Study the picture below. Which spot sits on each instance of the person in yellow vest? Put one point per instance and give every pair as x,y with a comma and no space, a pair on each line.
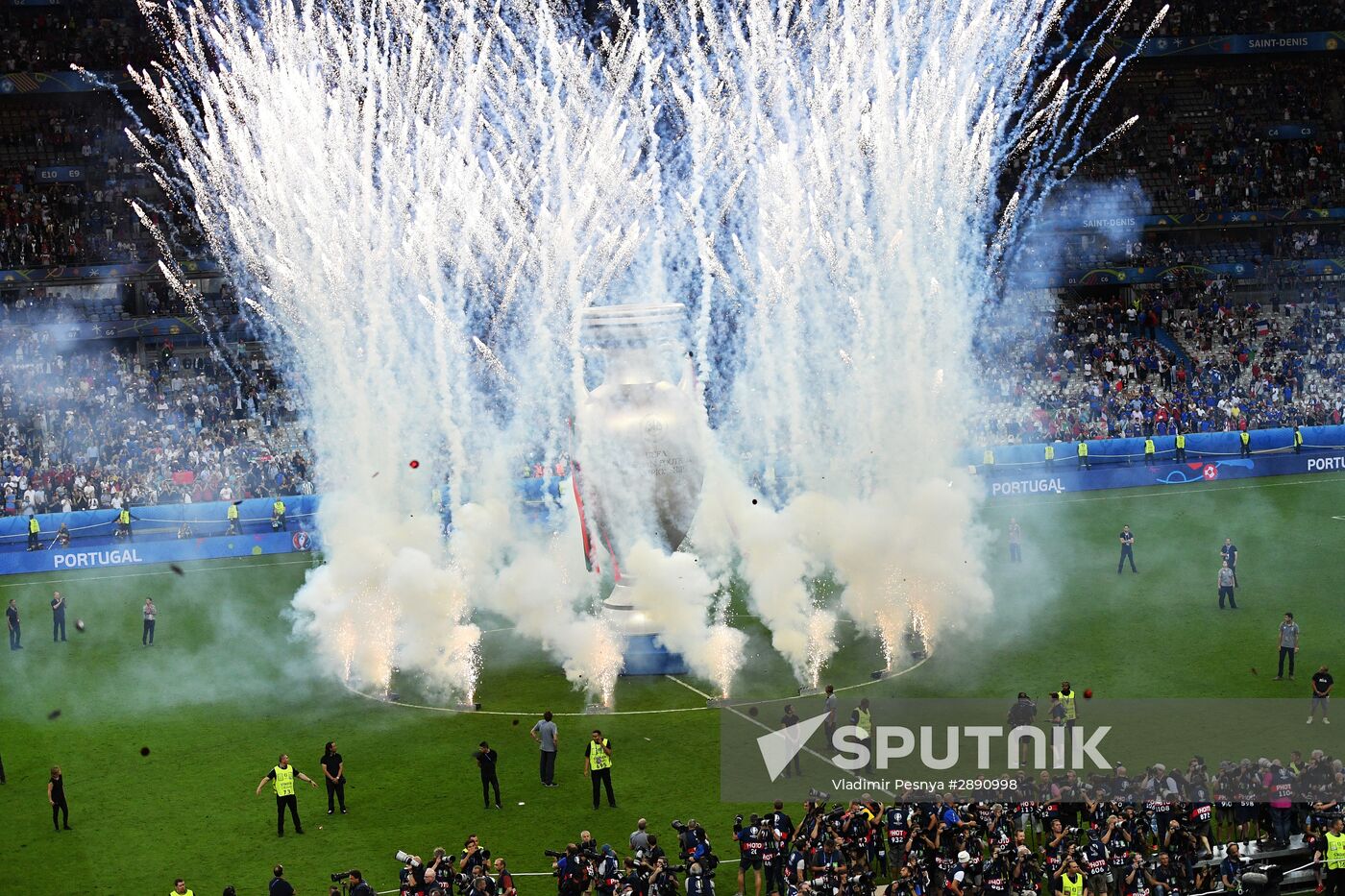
598,765
863,720
1072,882
1335,859
282,781
1066,701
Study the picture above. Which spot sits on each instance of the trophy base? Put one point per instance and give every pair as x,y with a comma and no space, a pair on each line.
643,653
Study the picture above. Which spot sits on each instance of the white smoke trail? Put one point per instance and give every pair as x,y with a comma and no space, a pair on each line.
417,206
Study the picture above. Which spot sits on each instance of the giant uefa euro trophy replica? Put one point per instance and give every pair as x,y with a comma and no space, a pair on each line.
639,463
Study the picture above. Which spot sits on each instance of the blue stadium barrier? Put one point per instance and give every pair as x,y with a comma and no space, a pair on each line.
1119,463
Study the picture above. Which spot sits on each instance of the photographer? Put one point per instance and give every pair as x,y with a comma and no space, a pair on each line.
503,880
750,851
605,872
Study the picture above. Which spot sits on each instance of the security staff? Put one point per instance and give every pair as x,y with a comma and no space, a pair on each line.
15,630
1127,549
1066,701
1335,859
598,765
863,720
486,761
1226,587
58,617
1230,552
282,779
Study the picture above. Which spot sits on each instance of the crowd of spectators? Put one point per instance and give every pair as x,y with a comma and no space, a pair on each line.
1227,363
93,34
105,428
1203,141
1200,17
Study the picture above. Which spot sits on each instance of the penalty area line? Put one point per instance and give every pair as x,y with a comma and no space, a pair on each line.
769,729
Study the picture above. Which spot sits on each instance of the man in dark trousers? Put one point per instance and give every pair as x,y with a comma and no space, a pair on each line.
58,617
282,779
486,761
279,885
11,615
333,770
547,736
1127,549
1230,552
57,797
598,765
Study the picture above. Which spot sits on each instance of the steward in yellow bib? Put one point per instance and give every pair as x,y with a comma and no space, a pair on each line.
598,765
282,781
1335,858
1072,879
863,720
1066,700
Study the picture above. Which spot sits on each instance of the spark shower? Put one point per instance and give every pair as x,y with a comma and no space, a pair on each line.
420,204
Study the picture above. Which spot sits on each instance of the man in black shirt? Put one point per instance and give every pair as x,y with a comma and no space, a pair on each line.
15,633
486,759
58,617
790,720
1230,553
1127,549
333,770
1322,682
279,885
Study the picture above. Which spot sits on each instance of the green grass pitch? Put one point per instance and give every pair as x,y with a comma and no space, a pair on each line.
228,688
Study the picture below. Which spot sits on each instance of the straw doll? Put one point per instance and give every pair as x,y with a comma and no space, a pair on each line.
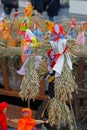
81,35
60,71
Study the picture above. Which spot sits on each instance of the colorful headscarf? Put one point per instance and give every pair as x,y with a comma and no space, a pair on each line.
26,123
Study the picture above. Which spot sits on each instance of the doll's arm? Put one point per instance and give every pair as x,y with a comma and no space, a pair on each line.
13,120
41,122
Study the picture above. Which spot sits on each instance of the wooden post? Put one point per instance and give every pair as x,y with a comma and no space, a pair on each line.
5,74
81,72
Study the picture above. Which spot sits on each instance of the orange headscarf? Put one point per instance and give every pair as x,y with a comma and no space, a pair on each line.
26,123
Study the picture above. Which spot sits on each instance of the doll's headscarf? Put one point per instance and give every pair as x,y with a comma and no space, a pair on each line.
26,123
3,123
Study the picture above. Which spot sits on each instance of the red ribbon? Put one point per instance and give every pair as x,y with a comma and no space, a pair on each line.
56,56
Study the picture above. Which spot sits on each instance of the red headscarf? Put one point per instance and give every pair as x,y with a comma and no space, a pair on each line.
26,123
3,124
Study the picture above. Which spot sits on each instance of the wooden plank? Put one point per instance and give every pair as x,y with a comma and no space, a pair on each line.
16,94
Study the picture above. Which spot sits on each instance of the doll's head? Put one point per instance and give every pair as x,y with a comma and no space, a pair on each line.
26,112
3,107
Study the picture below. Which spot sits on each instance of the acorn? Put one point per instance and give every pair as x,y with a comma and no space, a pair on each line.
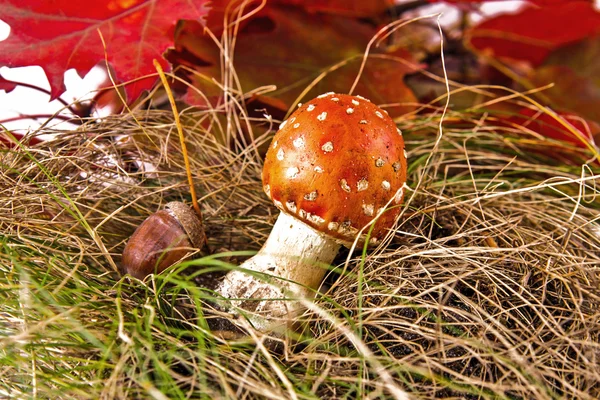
163,239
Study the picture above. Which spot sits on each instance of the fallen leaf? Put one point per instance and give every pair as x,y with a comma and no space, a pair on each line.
59,35
289,48
548,126
532,33
574,71
6,84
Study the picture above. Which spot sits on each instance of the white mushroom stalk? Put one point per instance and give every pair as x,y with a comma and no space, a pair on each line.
332,167
290,265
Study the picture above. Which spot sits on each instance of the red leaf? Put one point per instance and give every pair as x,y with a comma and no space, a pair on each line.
349,8
541,3
549,127
6,85
532,33
64,34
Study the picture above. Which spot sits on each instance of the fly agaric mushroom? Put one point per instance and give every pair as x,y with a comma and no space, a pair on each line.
331,169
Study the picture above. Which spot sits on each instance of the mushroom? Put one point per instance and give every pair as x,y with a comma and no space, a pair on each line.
332,168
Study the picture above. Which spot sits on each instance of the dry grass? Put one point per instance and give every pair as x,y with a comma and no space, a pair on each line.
488,287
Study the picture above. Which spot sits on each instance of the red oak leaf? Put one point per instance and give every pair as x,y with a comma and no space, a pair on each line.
62,34
6,85
531,34
537,2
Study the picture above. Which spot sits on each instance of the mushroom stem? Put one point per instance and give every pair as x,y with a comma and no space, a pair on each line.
294,252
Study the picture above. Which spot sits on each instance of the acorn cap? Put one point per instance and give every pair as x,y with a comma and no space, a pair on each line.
335,163
189,221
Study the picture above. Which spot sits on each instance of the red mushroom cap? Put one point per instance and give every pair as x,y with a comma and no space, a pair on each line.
335,163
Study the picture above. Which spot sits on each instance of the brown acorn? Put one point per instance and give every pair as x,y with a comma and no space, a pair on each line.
161,240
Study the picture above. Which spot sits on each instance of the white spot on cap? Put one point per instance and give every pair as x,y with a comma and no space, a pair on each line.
344,185
324,95
298,142
312,196
291,206
292,172
361,185
316,219
327,147
399,195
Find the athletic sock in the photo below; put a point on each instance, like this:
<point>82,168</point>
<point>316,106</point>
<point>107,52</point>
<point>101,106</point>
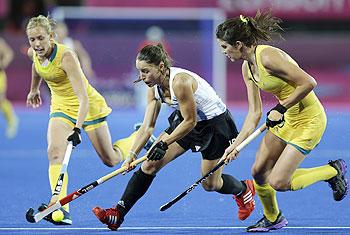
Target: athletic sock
<point>125,145</point>
<point>268,199</point>
<point>136,188</point>
<point>231,185</point>
<point>54,173</point>
<point>304,177</point>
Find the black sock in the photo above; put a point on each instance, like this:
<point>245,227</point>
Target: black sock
<point>231,185</point>
<point>136,188</point>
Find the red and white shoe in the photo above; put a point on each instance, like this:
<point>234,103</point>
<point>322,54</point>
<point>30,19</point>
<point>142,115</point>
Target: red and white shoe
<point>245,201</point>
<point>111,217</point>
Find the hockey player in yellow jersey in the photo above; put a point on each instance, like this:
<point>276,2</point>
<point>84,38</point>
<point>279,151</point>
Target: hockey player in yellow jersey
<point>296,124</point>
<point>75,104</point>
<point>6,56</point>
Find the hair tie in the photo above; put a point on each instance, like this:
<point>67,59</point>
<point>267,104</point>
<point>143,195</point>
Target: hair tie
<point>243,19</point>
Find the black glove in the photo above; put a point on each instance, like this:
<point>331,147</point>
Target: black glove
<point>75,137</point>
<point>279,108</point>
<point>158,151</point>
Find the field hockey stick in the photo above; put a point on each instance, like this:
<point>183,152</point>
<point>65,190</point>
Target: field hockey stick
<point>58,187</point>
<point>34,218</point>
<point>245,142</point>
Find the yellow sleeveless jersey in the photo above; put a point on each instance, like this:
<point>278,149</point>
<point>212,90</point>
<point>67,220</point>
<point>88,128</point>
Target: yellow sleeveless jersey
<point>63,98</point>
<point>305,122</point>
<point>3,81</point>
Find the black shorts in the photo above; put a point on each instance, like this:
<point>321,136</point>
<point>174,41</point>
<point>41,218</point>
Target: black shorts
<point>210,137</point>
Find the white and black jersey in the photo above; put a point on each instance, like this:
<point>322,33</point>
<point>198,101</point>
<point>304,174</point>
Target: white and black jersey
<point>215,126</point>
<point>208,103</point>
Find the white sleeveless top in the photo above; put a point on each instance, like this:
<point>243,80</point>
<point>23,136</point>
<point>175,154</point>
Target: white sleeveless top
<point>209,104</point>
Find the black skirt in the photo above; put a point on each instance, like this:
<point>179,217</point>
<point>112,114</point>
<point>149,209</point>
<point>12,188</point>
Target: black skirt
<point>210,137</point>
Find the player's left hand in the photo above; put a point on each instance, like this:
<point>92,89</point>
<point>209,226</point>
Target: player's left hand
<point>230,154</point>
<point>75,136</point>
<point>158,151</point>
<point>275,116</point>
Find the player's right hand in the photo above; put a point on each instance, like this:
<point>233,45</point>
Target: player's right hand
<point>127,162</point>
<point>34,99</point>
<point>230,153</point>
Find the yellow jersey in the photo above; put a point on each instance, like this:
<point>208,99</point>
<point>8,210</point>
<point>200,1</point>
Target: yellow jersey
<point>63,97</point>
<point>305,122</point>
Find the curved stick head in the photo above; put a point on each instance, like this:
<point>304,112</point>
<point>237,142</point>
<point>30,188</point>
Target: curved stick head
<point>30,215</point>
<point>165,207</point>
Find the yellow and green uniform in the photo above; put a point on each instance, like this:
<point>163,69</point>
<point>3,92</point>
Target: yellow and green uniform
<point>3,81</point>
<point>305,122</point>
<point>64,102</point>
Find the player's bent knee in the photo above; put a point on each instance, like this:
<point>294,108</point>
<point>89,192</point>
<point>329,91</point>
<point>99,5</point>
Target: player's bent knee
<point>279,184</point>
<point>109,163</point>
<point>55,154</point>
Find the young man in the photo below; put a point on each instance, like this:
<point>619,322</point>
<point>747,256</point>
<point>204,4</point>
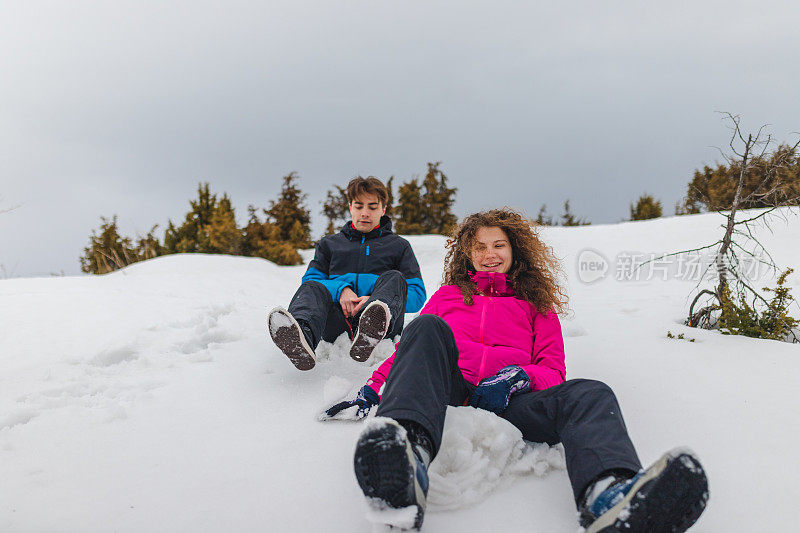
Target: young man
<point>362,280</point>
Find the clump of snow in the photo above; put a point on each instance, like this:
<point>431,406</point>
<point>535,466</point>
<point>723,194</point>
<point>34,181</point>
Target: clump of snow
<point>384,518</point>
<point>480,451</point>
<point>153,398</point>
<point>278,318</point>
<point>340,349</point>
<point>335,389</point>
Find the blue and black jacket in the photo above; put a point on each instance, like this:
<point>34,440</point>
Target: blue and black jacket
<point>354,259</point>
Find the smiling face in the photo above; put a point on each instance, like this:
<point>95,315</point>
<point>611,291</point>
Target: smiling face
<point>491,250</point>
<point>366,210</point>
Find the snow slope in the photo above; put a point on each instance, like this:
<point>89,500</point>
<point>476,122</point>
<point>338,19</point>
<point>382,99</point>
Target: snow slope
<point>150,399</point>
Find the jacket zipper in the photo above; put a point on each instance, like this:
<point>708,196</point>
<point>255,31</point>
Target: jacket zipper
<point>358,263</point>
<point>480,337</point>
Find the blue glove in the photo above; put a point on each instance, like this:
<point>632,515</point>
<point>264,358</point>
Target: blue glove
<point>494,392</point>
<point>367,399</point>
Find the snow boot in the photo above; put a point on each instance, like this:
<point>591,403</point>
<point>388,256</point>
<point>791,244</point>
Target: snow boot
<point>372,328</point>
<point>668,497</point>
<point>289,336</point>
<point>391,474</point>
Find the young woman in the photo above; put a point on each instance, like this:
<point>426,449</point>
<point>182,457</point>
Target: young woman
<point>490,338</point>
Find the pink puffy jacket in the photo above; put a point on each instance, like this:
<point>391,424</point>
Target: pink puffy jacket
<point>497,331</point>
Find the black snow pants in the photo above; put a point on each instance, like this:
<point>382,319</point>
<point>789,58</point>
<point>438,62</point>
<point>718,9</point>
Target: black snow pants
<point>582,414</point>
<point>313,304</point>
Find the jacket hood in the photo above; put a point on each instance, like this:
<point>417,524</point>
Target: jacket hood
<point>384,228</point>
<point>493,283</point>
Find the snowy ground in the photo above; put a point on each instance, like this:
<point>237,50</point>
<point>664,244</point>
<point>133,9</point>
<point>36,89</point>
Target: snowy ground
<point>150,399</point>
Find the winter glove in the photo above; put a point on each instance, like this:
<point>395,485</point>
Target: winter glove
<point>366,399</point>
<point>494,392</point>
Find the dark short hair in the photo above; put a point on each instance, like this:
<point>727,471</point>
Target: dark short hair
<point>370,185</point>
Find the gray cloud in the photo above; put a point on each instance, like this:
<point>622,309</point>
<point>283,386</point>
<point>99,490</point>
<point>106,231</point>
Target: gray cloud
<point>122,107</point>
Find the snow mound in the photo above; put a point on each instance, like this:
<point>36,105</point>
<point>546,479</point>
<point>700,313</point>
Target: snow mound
<point>479,452</point>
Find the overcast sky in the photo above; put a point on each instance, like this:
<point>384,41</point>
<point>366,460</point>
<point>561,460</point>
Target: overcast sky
<point>123,107</point>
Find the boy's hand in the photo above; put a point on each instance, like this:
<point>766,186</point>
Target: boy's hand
<point>351,304</point>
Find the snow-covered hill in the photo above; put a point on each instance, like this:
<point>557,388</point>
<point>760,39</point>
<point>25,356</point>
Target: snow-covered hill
<point>151,399</point>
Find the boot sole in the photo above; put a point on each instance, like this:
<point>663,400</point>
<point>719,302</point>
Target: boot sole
<point>372,328</point>
<point>385,470</point>
<point>669,498</point>
<point>289,338</point>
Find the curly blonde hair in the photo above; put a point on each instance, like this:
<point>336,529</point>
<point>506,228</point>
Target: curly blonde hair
<point>534,272</point>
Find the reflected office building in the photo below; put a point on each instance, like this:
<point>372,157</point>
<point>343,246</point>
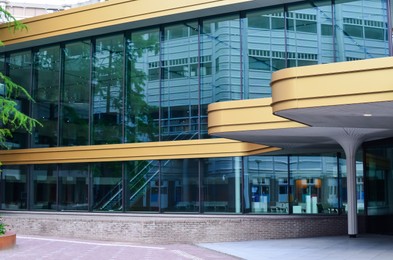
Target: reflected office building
<point>271,118</point>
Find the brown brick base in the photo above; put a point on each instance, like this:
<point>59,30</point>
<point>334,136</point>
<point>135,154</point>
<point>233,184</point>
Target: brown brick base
<point>173,228</point>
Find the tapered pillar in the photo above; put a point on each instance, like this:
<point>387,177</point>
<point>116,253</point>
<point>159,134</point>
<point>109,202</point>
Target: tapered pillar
<point>350,142</point>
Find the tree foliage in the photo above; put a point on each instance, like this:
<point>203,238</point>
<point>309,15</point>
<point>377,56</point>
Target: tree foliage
<point>11,118</point>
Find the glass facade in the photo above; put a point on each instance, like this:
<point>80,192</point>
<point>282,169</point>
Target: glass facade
<point>154,84</point>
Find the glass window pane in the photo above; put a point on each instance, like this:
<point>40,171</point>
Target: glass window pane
<point>73,187</point>
<point>19,65</point>
<point>142,186</point>
<point>13,187</point>
<point>143,86</point>
<point>268,189</point>
<point>266,50</point>
<point>220,47</point>
<point>76,94</point>
<point>361,29</point>
<point>46,95</point>
<point>315,181</point>
<point>179,95</point>
<point>107,186</point>
<point>307,45</point>
<point>180,189</point>
<point>44,184</point>
<point>222,184</point>
<point>108,90</point>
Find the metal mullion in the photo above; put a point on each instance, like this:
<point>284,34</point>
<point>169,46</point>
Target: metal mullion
<point>126,36</point>
<point>60,95</point>
<point>199,22</point>
<point>91,71</point>
<point>285,35</point>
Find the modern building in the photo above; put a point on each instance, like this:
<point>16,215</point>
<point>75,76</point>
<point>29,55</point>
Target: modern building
<point>203,121</point>
<point>22,9</point>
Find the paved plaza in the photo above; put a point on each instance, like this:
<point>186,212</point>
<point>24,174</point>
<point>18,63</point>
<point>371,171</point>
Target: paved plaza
<point>365,247</point>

------------------------

Look above for the line with "Target: overcast sky" and the line with "<point>59,30</point>", then copy them and all lines in between exactly as written, and only those, without any pictures.

> Output for this task
Target: overcast sky
<point>123,107</point>
Find the boy's hand in the photo above; put a point on each instance, like this:
<point>766,186</point>
Target: boy's hand
<point>351,304</point>
Find the snow-covered hill in the photo above; put a point on each instance, like this:
<point>557,388</point>
<point>760,39</point>
<point>25,356</point>
Target: snow-covered hill
<point>151,399</point>
Find the boot sole in the photo above; put a point on each instance, like this:
<point>663,400</point>
<point>719,302</point>
Target: boot sole
<point>372,328</point>
<point>385,470</point>
<point>669,498</point>
<point>289,338</point>
Find the curly blonde hair in the photo above; put a point on each instance, like this:
<point>336,529</point>
<point>506,228</point>
Target: curly blonde hair
<point>534,272</point>
Find the reflected office building in the photo below; put a point on each instance, like this:
<point>372,157</point>
<point>343,246</point>
Target: reflected office building
<point>271,118</point>
Find the brown brick base in the photo above; put a point on each instance, like this:
<point>59,30</point>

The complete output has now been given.